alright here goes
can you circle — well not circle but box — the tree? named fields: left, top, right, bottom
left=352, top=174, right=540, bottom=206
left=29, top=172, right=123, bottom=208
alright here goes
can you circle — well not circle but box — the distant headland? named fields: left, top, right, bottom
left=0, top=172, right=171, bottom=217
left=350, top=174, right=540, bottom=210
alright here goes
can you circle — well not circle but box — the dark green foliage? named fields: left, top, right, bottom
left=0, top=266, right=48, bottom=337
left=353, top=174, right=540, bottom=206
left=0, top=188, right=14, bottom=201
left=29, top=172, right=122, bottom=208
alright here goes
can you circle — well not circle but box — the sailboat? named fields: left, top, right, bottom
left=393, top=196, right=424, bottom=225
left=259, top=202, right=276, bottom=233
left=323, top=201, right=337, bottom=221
-=-=-
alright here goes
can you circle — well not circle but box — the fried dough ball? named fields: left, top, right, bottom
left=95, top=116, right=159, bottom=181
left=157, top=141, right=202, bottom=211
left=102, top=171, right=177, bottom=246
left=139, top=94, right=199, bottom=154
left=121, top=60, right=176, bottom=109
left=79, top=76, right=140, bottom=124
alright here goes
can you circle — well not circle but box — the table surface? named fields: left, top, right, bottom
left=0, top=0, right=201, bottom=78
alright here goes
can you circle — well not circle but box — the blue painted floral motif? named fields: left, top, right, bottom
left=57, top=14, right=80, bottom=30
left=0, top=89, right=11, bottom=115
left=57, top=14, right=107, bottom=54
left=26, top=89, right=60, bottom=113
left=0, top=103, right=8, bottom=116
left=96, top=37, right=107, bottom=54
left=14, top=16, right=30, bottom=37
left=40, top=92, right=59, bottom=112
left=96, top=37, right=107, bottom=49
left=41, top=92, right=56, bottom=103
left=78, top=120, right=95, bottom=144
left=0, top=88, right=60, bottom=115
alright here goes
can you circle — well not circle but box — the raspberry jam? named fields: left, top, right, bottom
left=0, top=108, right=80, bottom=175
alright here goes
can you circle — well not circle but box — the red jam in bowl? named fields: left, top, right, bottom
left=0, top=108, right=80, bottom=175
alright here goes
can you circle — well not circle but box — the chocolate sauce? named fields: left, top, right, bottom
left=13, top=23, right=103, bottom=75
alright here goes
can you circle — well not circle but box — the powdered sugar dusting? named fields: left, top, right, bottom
-=-=-
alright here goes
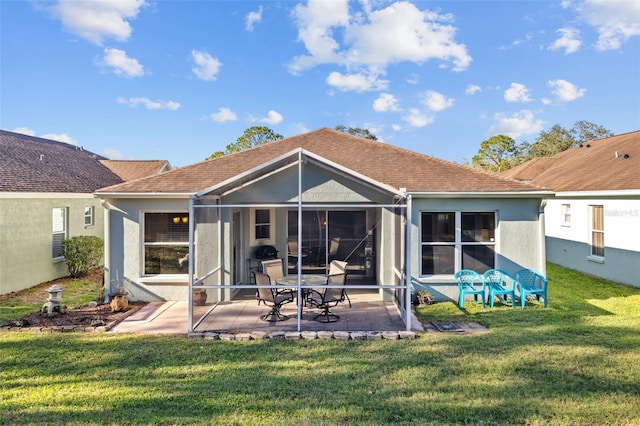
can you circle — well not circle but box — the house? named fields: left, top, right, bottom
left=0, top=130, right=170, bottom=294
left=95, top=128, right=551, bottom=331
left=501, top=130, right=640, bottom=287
-=-=-
PROBLEM DETAILS: Within the data above, the lines from the one with "jam? named fields: left, top, right, bottom" to the one with "dusting? named fields: left, top, right, bottom" must be repeated exactly; no other line belongs in the answer.

RESULT:
can you circle — well not circle but box — the raspberry jam? named fields: left, top, right, bottom
left=0, top=108, right=80, bottom=175
alright here goes
can you circle — well not circle but box — the red jam in bowl? named fields: left, top, right, bottom
left=0, top=108, right=80, bottom=175
alright here goes
can you circle — well not circle but box — the chocolate sauce? named fields: left, top, right, bottom
left=13, top=23, right=103, bottom=75
alright here goes
can you circle — well not circle but box — the powdered sugar dusting? named fields: left, top, right, bottom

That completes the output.